EXTRAIT -
═══

Particulièrement exposé au réchauffement climatique, le littoral méditerranéen français, concentre, avec près de 3,3 millions d’habitants, de nombreux risques liés à la submersion marine, aux tempêtes. Les chambres régionales des comptes d’Occitanie, Paca et Corse s’alarment dans un rapport inédit des conséquences dues au “manque de prise de conscience politique”. Sauf du conseil régional d’Occitanie. Ces juridictions font des propositions claires.
C’est ce qui s’appelle une convergence inquiétante mais qui n’émeut guerre : il y a quelque jours, les scientifiques du Plan Bleu de l’ONU ont actualisé un constat terrible avec un réchauffement qui s’accélère autour de la Méditerranée (+ 2,3 ° en 2050 alors que c’était prévu 50 ans plus tard) ; une hausse du niveau de la mer de 40 centimètres et une concentration toujours plus forte d’habitants sur le littoral, comme Dis-Leur vous l’a expliqué ICI. Et comme nous le confiait Agnès Langevine, présidente du Conservatoire du Littoral : “L’enjeu, c’est l’adaptation au changement climatique”.
L’urbanisation se poursuit ; la gestion de l’espace est laissée aux communes alors que cela devrait, à notre avis, être l’oeuvre des intercommunalités qui agissent dans un territoire plus vaste”
Valérie Renet, présidente de la CRC d’Occitanie
La maison brûle mais on continue de la regarder ailleurs… “Il y a une insuffisance prise de conscience et un manque de volonté politique, y compris des gens qui continuent à acheter des biens en zone rouge à risques et, par ailleurs, les moyens ne sont pas adaptés (…) Les gens n’ont pas conscience du sentiment de menace… L’urbanisation se poursuit ; la gestion de l’espace est laissée aux communes alors que cela devrait, à notre avis, être l’oeuvre des intercommunalités qui agissent dans un territoire plus vaste. D’autant plus que ce sont les intercommunalités qui ont en charge la lutte contre le changement climatique”, a exposé Valérie Renet, présidente de la Chambre régionale des comptes d’Occitanie. Érosion, inondations, submersion marine…
Rapport inédit publié par trois chambres régionales

Le littoral méditerranéen français, qui compte près de 3,3 millions d’habitants, est particulièrement exposé au changement climatique et aux risques de tempêtes. Lui qui fut régulièrement bétonné et continue de l’être. “Façonné par l’État avant les lois de décentralisation, puis par l’intervention des collectivités locales, il est aujourd’hui remis en cause”, rappelle la Chambre régionale des compte d’Occitanie qui vient de publier un rapport inédit réalisé avec deux autres CRC, Paca et Corse, et la Cour des comptes sur L’aménagement du littoral méditerranéen face aux risques liés à la mer et aux inondations.
Le nombre de bâtiments, logements et campings touchés par le recul du trait de cote serait au nombre de 300 en 2050 à 30 000 en 2100. C’est exponentiel”

═══

DÉFI 1 -
D'après l'extrait, combien d'habitants le littoral méditerranéen français compte-t-il ?
Ces lignes n'ont aucun rapport avec l'extrait.

Éléments stockés d'une collection:
═══

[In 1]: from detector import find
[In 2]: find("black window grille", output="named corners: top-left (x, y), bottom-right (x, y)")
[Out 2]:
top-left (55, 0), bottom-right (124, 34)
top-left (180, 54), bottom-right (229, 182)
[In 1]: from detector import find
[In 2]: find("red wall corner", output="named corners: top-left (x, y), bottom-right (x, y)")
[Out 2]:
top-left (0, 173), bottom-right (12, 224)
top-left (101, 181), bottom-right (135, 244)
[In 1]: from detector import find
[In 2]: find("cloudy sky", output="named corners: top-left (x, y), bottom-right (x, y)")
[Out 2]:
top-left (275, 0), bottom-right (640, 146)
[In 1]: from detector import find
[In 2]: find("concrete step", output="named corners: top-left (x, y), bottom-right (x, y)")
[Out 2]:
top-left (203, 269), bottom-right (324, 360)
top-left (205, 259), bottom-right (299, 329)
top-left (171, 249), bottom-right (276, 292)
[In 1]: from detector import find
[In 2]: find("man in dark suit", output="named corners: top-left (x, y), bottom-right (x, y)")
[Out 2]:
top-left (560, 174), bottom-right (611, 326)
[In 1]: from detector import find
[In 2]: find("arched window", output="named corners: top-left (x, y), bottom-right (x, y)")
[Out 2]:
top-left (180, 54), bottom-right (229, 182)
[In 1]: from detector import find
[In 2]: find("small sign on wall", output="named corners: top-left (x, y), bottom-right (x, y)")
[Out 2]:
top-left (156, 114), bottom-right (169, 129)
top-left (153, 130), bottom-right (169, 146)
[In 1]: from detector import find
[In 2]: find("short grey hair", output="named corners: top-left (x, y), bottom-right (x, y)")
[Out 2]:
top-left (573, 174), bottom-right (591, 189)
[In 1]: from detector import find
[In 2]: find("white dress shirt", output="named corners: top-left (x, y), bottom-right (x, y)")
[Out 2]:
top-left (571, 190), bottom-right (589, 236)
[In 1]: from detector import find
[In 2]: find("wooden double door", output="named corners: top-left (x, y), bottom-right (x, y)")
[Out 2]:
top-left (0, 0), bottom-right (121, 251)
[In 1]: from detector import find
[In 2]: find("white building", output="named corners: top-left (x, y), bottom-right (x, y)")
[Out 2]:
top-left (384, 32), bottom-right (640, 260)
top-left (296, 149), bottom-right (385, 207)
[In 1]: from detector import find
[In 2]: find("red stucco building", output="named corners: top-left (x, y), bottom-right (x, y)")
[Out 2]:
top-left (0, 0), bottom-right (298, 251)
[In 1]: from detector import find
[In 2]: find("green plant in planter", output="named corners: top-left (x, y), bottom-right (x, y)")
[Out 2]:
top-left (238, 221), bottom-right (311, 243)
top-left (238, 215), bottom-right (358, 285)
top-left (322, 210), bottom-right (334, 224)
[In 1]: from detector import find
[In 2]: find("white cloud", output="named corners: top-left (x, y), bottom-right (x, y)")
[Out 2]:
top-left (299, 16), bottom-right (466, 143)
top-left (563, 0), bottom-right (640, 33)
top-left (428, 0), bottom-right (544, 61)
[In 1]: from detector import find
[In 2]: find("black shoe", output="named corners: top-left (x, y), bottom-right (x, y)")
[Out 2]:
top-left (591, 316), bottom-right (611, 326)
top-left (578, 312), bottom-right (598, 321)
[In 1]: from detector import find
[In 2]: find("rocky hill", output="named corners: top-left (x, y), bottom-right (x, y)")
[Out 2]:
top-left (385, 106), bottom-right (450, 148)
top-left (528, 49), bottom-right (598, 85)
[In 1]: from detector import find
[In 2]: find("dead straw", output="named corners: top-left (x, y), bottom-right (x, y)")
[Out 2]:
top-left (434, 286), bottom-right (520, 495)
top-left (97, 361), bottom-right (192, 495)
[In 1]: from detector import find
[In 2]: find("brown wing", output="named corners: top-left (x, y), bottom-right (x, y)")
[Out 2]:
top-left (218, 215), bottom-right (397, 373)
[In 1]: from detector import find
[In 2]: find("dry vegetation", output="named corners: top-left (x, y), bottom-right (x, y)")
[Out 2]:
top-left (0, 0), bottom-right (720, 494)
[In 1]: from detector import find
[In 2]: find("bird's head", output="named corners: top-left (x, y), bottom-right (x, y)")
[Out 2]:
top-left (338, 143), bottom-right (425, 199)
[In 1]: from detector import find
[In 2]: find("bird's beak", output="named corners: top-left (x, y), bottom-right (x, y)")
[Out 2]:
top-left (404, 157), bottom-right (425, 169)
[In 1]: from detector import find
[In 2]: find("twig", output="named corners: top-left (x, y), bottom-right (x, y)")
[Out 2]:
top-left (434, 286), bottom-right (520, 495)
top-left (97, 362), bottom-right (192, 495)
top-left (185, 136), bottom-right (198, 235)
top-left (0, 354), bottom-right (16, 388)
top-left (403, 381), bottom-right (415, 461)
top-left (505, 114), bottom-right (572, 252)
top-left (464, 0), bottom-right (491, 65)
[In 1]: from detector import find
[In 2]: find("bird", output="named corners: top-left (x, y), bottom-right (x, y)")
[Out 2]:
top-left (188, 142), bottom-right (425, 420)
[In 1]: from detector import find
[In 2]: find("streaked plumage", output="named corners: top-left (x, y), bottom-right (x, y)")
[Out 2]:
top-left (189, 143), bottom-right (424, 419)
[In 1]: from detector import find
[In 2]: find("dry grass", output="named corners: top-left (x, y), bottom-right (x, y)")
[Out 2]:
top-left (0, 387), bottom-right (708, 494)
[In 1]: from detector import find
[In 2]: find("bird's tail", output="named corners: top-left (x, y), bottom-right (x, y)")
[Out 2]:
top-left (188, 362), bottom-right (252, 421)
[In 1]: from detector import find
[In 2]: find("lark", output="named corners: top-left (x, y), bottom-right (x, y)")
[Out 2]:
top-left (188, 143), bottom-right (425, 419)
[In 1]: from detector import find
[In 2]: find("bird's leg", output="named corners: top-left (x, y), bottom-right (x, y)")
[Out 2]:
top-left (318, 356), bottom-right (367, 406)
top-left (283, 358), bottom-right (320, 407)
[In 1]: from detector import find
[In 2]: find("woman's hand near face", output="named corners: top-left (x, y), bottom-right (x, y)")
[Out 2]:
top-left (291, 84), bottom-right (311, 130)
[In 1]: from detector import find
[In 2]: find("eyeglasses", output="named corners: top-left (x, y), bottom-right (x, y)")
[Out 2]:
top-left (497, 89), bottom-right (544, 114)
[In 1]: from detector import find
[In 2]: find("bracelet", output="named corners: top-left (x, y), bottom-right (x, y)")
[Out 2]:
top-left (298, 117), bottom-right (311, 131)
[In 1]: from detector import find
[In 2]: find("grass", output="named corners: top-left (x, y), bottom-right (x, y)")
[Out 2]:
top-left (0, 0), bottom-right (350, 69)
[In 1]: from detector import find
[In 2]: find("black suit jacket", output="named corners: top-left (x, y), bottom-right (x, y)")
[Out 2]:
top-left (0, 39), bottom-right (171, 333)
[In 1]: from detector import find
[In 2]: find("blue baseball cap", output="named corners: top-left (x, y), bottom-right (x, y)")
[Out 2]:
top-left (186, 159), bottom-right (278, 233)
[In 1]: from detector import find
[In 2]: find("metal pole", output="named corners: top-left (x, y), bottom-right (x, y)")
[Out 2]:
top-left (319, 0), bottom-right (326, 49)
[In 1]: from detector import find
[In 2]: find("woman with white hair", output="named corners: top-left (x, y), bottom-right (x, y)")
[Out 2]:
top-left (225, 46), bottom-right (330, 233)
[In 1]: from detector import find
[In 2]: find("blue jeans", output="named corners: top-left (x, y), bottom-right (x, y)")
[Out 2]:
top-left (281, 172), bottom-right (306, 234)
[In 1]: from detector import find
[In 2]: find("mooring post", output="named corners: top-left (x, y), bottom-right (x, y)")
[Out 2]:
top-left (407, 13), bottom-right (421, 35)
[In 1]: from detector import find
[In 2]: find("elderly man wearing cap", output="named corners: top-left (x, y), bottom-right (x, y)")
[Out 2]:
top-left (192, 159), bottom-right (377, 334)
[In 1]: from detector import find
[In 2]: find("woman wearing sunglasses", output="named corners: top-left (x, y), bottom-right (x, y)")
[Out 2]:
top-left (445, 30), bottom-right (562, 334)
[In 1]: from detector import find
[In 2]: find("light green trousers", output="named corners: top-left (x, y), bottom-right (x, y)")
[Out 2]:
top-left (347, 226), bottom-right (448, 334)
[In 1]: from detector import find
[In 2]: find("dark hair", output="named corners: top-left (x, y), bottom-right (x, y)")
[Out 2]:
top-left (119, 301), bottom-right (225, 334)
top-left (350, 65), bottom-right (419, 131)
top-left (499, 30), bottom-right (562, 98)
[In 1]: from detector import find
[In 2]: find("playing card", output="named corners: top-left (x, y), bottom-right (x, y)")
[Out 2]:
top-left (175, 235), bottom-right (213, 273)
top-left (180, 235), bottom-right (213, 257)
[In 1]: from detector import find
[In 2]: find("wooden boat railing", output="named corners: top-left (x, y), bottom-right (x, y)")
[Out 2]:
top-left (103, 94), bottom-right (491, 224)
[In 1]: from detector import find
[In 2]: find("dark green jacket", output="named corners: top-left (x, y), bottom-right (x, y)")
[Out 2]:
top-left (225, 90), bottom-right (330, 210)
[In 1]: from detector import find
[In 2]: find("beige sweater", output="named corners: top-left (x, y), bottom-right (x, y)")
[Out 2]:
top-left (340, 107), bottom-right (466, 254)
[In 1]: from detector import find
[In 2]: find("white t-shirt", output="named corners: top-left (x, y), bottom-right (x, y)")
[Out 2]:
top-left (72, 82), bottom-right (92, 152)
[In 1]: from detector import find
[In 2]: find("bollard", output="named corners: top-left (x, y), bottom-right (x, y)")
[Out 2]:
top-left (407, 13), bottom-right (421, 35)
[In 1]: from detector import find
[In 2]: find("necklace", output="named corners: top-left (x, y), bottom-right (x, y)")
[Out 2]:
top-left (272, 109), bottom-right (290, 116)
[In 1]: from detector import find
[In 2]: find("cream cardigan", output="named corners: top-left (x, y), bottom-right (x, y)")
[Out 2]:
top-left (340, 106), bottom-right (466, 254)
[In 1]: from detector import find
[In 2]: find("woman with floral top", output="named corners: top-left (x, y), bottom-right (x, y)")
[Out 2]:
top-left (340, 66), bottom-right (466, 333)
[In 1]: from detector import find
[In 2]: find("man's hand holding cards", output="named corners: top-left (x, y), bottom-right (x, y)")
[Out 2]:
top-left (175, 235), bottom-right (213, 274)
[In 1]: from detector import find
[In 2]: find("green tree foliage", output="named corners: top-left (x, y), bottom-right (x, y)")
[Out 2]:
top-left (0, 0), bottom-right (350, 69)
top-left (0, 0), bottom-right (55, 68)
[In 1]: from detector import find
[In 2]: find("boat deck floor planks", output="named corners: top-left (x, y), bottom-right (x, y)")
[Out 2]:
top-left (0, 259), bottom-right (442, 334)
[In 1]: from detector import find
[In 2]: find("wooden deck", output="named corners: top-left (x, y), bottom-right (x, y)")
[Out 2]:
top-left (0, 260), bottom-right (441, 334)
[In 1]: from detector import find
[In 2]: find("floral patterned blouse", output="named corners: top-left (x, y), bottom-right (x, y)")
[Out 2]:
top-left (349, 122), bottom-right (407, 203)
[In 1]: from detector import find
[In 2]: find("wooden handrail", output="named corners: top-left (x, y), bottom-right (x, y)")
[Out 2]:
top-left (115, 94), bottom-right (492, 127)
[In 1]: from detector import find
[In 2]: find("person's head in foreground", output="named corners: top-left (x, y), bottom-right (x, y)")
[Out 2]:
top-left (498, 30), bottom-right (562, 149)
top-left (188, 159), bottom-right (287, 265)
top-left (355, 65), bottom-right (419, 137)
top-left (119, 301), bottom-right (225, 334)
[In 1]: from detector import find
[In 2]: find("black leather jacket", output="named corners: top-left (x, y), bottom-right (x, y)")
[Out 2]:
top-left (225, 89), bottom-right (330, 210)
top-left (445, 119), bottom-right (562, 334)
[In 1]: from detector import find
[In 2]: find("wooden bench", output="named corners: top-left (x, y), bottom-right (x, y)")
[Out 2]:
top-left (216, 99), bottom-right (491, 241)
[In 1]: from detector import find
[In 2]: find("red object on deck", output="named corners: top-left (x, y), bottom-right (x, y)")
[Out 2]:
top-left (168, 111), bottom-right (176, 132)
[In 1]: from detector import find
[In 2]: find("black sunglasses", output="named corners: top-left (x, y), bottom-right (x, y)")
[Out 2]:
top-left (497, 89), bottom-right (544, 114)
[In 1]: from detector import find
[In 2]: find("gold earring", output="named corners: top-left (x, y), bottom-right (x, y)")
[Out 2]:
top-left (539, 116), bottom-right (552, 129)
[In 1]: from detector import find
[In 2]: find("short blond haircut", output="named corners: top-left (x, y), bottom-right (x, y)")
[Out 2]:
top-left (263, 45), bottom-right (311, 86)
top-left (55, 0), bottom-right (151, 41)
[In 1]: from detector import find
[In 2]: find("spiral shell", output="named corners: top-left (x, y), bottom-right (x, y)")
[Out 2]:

═══

DÉFI 2 -
Affichez chacune des lignes où figure le mot "boat", en respectant la casse.

RÉPONSE COMPLÈTE 1 -
Près de 3,3 millions d'habitants.

RÉPONSE COMPLÈTE 2 -
[In 2]: find("wooden boat railing", output="named corners: top-left (x, y), bottom-right (x, y)")
[In 2]: find("boat deck floor planks", output="named corners: top-left (x, y), bottom-right (x, y)")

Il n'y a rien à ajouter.